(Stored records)
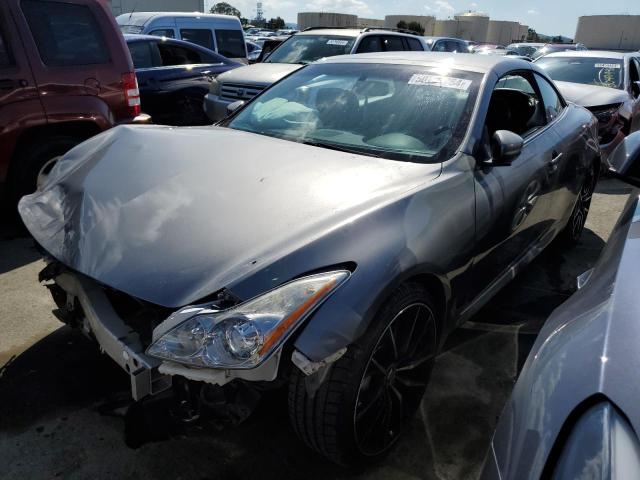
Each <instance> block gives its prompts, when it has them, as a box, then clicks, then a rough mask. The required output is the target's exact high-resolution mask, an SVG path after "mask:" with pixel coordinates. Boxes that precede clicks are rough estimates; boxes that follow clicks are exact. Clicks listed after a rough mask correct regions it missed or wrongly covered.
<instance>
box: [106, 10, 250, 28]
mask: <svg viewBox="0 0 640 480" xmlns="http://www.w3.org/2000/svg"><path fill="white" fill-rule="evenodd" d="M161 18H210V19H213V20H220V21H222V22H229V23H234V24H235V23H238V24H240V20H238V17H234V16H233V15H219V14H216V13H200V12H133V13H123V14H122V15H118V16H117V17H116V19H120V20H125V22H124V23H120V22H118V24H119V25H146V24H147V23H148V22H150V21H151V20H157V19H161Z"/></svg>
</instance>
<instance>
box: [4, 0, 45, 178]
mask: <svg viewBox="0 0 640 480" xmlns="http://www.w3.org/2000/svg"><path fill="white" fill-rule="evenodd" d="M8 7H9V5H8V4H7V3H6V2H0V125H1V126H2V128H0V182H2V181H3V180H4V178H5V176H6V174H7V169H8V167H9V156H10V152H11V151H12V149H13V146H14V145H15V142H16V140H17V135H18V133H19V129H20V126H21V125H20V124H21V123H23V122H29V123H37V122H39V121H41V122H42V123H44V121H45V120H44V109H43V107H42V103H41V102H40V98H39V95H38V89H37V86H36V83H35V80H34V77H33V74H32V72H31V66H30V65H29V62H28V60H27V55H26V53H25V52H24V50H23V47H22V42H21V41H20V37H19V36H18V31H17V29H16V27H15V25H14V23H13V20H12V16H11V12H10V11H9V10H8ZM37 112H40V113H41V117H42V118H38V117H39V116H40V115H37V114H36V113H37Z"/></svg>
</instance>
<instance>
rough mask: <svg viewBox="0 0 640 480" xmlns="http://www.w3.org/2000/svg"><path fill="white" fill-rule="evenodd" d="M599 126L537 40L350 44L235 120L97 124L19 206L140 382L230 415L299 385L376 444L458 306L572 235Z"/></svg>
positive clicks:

- _Your assignment_
Please state how many lines of the listing contain the string "clicks", counting case as significant. Reply with the number only.

- _Answer space_
2